*Direction*. Give a verbatim repeat of the lines that run from the line containing "Expected: for every instance of the brown" to the end of the data below.

*Input records*.

"""

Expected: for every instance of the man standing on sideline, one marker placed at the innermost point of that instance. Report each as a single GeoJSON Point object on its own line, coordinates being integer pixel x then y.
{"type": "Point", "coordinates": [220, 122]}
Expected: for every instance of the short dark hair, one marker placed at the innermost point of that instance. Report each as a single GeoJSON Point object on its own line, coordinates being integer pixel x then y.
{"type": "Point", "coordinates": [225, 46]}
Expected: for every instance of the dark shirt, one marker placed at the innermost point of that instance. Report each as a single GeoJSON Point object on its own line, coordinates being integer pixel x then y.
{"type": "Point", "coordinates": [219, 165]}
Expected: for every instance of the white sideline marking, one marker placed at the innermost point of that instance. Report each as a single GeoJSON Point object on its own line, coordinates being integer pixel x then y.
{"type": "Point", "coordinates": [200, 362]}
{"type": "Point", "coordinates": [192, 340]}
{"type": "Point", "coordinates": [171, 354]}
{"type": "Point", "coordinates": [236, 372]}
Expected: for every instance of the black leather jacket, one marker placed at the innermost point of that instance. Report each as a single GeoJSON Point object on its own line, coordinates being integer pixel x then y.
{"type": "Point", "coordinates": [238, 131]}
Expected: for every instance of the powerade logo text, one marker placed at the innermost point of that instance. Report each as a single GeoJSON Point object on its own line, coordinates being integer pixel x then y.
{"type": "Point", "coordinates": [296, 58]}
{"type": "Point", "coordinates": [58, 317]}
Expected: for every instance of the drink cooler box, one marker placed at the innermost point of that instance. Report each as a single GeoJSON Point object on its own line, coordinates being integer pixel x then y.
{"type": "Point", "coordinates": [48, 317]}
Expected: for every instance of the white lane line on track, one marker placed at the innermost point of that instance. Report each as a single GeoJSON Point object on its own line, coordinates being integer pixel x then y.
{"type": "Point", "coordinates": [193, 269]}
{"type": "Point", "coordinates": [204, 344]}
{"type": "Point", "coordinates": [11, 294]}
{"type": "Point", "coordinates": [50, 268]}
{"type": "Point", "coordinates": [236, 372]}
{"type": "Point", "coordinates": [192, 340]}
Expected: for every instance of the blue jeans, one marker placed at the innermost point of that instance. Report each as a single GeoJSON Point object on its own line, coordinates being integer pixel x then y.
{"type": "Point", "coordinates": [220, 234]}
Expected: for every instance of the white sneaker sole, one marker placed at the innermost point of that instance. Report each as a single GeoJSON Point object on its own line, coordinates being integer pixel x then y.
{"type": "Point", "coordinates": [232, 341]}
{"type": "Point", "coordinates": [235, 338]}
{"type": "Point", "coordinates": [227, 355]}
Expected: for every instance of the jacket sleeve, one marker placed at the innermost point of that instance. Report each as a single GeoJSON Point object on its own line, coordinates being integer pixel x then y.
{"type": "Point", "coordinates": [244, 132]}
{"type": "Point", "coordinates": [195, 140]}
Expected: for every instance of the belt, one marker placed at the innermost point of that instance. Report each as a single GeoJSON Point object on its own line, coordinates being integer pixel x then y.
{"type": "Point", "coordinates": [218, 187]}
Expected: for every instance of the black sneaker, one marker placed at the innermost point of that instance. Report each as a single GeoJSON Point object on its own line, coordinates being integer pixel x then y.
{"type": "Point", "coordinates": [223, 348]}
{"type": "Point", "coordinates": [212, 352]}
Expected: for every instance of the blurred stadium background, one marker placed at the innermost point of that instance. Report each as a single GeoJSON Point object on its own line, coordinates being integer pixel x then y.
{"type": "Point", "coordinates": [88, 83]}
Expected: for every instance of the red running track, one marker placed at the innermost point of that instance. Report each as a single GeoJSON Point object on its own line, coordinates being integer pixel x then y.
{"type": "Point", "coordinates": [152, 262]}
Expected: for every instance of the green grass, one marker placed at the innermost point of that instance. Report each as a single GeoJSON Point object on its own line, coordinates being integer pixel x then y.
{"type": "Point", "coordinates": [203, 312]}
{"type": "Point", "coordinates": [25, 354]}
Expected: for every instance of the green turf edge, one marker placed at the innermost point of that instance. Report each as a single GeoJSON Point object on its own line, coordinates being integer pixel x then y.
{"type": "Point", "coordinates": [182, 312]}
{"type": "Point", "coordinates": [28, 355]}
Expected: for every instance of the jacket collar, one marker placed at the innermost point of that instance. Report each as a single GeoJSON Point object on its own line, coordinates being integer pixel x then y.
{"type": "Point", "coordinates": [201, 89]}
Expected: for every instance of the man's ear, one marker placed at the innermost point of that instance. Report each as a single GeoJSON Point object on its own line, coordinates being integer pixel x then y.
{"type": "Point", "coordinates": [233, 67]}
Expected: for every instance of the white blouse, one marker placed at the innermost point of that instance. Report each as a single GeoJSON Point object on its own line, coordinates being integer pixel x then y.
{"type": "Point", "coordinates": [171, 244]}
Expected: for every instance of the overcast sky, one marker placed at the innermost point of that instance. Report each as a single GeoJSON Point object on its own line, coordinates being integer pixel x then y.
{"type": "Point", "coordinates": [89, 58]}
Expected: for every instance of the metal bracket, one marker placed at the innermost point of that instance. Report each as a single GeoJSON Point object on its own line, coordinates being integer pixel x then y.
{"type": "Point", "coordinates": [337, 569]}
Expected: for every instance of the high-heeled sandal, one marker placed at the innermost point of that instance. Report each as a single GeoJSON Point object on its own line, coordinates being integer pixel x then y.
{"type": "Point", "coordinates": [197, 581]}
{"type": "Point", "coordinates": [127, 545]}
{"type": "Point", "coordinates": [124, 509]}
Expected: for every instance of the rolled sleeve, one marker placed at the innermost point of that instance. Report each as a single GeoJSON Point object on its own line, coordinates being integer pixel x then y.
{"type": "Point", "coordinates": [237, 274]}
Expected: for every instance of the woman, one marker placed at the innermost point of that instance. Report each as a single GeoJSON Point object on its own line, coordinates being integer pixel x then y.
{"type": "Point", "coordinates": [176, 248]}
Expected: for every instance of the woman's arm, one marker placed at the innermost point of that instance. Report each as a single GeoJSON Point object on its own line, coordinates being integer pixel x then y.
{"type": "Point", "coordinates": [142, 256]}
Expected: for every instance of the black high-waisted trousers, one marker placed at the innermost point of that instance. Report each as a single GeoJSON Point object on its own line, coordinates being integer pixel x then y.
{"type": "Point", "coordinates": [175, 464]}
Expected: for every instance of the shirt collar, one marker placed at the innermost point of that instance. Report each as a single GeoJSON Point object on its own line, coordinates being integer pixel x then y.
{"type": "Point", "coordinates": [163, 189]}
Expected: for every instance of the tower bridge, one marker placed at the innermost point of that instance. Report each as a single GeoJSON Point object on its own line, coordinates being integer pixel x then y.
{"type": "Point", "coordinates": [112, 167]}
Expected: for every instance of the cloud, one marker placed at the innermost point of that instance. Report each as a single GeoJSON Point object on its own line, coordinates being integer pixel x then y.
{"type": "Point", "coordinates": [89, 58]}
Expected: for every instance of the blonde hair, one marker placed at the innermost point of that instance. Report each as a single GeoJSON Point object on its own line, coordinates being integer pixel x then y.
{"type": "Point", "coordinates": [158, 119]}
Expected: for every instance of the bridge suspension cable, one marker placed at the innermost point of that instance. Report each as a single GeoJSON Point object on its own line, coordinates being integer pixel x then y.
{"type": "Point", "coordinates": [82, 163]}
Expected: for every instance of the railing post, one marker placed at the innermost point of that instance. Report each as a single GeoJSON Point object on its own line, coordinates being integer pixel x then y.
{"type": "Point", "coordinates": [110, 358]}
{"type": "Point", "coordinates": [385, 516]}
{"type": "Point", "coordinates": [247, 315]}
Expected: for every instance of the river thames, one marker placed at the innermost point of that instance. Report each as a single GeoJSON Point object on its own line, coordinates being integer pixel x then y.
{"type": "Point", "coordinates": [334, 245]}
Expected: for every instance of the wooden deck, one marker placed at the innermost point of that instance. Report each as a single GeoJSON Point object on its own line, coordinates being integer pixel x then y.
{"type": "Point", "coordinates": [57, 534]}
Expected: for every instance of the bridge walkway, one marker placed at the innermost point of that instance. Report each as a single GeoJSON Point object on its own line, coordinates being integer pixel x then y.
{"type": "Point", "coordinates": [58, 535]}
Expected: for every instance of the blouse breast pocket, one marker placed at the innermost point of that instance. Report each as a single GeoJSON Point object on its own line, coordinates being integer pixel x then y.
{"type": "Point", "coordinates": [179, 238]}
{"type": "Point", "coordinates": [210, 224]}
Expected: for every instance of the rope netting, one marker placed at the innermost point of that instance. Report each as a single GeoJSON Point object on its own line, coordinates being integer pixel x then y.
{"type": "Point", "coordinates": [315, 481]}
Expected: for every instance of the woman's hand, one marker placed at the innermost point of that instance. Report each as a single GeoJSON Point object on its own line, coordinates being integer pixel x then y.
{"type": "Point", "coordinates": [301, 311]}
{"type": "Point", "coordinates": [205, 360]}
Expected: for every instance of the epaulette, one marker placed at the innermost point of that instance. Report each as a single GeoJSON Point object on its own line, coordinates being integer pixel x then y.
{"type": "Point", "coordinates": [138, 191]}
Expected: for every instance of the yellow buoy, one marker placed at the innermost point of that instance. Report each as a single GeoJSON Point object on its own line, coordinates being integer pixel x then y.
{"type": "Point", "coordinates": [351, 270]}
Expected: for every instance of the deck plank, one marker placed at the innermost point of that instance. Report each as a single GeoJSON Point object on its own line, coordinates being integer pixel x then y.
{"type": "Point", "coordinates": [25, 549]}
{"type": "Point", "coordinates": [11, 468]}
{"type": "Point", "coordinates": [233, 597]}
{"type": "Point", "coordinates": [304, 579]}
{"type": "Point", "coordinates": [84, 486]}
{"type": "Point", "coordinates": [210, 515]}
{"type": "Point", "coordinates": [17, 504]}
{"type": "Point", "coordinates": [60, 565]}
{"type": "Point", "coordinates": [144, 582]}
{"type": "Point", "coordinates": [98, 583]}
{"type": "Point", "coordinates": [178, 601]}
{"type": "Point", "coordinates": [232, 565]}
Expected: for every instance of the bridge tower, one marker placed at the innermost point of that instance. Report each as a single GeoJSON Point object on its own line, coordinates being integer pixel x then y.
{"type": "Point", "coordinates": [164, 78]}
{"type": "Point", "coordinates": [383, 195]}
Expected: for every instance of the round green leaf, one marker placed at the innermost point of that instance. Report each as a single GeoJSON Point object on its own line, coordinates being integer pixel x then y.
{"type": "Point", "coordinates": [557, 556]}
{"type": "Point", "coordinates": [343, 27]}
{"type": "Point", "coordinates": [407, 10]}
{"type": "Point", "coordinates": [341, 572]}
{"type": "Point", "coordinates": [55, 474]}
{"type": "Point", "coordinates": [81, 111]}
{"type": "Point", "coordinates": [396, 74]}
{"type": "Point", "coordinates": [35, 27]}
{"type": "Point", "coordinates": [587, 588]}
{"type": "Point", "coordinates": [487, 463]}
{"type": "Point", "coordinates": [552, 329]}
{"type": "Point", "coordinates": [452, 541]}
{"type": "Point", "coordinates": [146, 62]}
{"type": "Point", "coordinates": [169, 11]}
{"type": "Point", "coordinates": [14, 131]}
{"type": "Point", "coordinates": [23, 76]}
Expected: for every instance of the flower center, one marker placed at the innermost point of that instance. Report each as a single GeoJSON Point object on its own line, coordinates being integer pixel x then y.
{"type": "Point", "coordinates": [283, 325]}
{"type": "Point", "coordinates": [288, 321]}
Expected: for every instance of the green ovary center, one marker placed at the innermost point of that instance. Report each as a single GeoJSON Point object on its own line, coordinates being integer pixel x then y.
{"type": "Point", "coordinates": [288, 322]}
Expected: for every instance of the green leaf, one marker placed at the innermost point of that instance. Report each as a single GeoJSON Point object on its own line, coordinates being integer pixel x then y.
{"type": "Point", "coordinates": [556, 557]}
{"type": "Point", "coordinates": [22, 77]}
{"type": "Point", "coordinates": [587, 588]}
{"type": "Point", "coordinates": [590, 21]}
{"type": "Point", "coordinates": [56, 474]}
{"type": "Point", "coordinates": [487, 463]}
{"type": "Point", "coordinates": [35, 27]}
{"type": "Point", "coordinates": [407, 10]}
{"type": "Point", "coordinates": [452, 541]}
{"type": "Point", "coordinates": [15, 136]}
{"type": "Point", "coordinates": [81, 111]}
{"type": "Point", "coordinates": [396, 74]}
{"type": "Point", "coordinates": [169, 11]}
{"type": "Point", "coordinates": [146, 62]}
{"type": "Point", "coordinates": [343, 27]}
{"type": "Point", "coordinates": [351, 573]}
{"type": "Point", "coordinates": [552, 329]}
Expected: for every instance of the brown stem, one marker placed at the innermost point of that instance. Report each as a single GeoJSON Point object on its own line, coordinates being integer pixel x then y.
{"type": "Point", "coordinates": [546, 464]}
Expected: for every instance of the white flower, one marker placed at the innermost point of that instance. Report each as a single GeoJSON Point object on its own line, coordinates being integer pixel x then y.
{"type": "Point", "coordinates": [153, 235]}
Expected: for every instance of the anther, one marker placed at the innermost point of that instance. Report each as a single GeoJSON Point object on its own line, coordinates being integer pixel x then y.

"""

*Answer below*.
Expected: for every instance of the brown stem, one marker placed at the innermost point of that instance. Report each as a single GeoJSON Point object on its own line, coordinates being integer pixel x then y.
{"type": "Point", "coordinates": [546, 464]}
Expected: for every instance of the white flower, one marker placed at the innermost point of that instance. Report each as a single GeoJSON Point object on its own line, coordinates being integer pixel x then y.
{"type": "Point", "coordinates": [153, 235]}
Expected: for every instance of the anther, one marker placed at the innermost point of that instance. Report each as a single GeoJSON Point object on its own line, coordinates being integer pixel x then y.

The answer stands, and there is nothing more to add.